▸ Material to process

● ● ● ● ● ● ●

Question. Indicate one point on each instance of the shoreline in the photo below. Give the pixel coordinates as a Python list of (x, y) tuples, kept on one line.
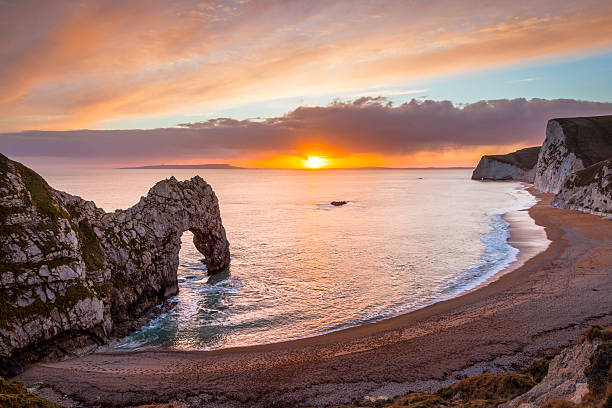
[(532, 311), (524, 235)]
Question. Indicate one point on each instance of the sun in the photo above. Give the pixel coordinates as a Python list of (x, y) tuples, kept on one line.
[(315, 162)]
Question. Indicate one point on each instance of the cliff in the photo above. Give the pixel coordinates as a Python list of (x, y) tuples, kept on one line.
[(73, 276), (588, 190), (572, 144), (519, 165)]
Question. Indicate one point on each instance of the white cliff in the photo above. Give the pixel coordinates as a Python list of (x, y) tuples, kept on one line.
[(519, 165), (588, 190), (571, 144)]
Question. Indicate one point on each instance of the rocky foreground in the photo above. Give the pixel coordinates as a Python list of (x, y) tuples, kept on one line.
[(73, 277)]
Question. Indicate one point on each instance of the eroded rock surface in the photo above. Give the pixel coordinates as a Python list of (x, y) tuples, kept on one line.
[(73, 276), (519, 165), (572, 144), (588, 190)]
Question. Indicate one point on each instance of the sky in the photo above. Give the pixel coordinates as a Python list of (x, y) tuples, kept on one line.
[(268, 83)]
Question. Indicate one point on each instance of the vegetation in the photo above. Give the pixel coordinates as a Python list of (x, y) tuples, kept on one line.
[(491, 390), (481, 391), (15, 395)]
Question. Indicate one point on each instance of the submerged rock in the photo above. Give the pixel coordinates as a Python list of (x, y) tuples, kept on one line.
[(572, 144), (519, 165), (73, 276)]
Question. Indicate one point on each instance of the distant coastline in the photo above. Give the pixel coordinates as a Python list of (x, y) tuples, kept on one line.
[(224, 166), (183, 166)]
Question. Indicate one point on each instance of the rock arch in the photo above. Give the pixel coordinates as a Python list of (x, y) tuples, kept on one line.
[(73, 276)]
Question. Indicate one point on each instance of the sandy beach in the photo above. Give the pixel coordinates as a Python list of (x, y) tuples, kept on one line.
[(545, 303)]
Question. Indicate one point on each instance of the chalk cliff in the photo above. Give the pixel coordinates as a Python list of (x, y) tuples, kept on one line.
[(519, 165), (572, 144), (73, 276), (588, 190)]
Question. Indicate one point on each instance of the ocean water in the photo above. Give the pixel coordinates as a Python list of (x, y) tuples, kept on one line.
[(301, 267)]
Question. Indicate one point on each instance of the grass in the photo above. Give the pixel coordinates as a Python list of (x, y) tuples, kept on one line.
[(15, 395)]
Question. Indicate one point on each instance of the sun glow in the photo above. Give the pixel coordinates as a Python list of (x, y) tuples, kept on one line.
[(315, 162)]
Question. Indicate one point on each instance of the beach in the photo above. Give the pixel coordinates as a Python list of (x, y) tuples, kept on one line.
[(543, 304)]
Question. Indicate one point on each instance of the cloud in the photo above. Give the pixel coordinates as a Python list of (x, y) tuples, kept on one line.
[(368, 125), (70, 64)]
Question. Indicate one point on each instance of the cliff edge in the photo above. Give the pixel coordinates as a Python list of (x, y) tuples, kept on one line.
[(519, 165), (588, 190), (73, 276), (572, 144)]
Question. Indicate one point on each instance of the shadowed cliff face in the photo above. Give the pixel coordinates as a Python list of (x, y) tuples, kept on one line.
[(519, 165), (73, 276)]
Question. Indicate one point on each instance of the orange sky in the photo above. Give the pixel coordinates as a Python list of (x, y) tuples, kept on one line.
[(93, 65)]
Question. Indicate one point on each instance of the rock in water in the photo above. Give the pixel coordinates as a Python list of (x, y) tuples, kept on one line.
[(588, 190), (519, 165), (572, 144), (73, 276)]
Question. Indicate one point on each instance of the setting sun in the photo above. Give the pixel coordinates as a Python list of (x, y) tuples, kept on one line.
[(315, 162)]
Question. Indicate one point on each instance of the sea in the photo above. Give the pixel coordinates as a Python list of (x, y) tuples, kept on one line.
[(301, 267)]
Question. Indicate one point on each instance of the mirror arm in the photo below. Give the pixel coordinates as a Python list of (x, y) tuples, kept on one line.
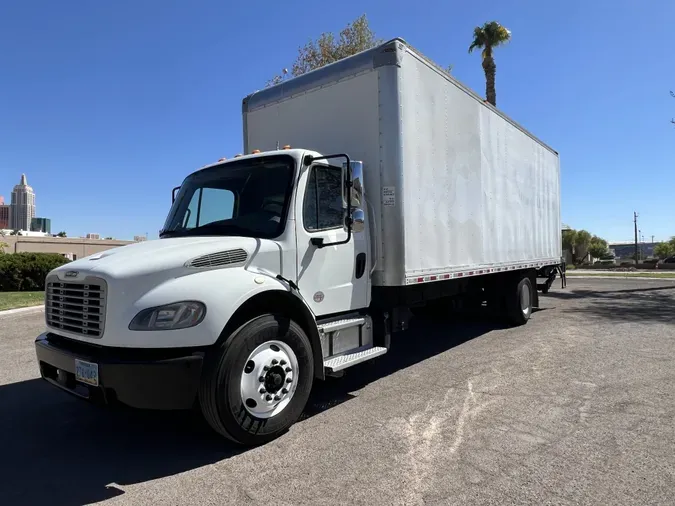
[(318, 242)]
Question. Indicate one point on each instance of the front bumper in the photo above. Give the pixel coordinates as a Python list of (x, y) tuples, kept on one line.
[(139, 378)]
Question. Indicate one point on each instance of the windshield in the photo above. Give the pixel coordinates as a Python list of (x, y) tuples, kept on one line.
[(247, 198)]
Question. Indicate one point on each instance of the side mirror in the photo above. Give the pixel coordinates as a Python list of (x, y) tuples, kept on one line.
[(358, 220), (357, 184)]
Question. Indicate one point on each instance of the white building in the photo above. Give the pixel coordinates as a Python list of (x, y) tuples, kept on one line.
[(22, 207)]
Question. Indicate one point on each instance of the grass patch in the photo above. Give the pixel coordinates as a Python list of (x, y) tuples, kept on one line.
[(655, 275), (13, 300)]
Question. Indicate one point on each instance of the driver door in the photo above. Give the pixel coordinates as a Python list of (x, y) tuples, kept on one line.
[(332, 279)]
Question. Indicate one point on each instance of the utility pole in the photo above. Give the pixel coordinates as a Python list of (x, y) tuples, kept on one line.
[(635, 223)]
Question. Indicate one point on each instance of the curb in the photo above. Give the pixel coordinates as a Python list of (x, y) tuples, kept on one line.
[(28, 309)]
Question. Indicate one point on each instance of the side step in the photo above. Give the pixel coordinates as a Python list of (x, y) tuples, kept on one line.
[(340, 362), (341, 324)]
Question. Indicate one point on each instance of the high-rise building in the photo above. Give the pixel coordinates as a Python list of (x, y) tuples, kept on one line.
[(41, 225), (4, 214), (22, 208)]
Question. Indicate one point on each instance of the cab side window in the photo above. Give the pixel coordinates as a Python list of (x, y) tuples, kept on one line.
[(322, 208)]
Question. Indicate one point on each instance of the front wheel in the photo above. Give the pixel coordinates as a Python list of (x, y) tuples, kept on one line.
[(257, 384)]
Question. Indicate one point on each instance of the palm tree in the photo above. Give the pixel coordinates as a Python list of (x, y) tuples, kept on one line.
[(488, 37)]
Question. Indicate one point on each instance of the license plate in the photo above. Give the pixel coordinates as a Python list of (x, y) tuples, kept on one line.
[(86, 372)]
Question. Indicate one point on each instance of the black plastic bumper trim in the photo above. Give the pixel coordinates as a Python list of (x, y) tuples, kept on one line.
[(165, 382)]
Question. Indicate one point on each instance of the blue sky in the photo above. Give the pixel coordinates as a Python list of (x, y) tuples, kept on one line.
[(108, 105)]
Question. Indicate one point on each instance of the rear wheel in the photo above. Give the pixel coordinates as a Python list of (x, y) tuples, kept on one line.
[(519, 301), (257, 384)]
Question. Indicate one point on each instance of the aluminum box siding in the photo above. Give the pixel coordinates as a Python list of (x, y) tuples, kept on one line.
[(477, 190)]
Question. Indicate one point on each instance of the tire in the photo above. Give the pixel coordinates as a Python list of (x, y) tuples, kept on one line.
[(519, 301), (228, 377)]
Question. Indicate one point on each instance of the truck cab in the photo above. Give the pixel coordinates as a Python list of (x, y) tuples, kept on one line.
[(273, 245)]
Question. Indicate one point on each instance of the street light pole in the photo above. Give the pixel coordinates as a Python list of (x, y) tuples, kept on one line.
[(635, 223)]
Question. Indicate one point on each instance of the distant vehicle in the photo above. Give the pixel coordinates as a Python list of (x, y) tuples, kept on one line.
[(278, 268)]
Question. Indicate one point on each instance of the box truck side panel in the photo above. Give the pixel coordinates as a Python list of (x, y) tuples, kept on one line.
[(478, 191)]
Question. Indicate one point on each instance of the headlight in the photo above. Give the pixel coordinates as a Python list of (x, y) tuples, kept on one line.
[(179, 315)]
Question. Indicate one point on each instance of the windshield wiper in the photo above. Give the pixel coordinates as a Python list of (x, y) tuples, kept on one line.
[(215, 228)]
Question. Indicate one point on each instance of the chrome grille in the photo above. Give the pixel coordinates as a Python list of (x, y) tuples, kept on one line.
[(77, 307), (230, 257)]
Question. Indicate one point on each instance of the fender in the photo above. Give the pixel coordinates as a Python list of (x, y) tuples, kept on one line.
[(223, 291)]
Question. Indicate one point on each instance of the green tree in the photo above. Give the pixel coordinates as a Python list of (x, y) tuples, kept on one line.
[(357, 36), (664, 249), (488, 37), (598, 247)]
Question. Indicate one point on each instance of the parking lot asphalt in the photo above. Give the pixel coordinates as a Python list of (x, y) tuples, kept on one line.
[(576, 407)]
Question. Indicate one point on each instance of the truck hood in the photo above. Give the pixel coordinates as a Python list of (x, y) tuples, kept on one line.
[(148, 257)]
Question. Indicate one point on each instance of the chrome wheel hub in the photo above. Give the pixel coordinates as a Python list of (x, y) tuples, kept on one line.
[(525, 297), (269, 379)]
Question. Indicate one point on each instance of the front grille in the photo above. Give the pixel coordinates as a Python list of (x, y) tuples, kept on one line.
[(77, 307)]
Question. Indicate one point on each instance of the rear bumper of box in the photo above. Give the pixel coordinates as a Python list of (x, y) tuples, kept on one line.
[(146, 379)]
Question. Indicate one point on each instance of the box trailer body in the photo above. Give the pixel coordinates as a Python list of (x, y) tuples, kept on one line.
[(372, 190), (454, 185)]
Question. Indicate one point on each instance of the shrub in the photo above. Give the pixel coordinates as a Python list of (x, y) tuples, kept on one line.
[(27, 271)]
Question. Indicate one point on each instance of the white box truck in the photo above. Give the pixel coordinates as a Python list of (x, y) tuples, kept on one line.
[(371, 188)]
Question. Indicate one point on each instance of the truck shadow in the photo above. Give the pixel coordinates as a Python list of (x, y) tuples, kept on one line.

● ● ● ● ● ● ●

▸ Try it
Exactly the lines from the one containing "Question. Indicate one point on each instance of the truck hood" through the last line of the records are to be transcribed, both endpoints included.

▸ Exercise solution
Question. Indicate one point on each instance of the truck hood in the photo above. Give the pixel coordinates as a Python list of (x, y) tuples, kept on one line.
[(148, 257)]
Question. Indicate one point on each instance of the chrome wheel hub in the photo above. Give the pixel coordinates as a Python list of (x, y) tuples, kept on one line.
[(525, 297), (269, 379)]
Question. Indicate one point on each instance of the front grille in the photo above. Give the pixel coordinates as a Python list of (x, y) tuples, kept on one line.
[(77, 307)]
Question. Indicate one point on each instance of the rear bumper of box in the photo above. Give the pixel coordinates as a Python list of (x, y) tuples, kept on one line.
[(146, 379)]
Question. Indicate one point on each instance of the box trailer body in the photo above. Give the pixel coordinates as a Python list of (x, y) tuples, kept on one line.
[(372, 190), (454, 185)]
Question. Indicate one point on each instance of the shrub in the photo above. Give the pixel coordinates as a Python list of (x, y) tuples, kept on one line.
[(27, 271)]
Question. Indicate one point on each instance of the white box truck in the photo above. Give the pixel coordinates as a Python list of (x, y) tuples, kept on one line.
[(371, 188)]
Question. Indicate one point on each instance of the truck shadow in the photo above. Give the pixel coordinates as a Python list of (x, y) tuples, kept on one line.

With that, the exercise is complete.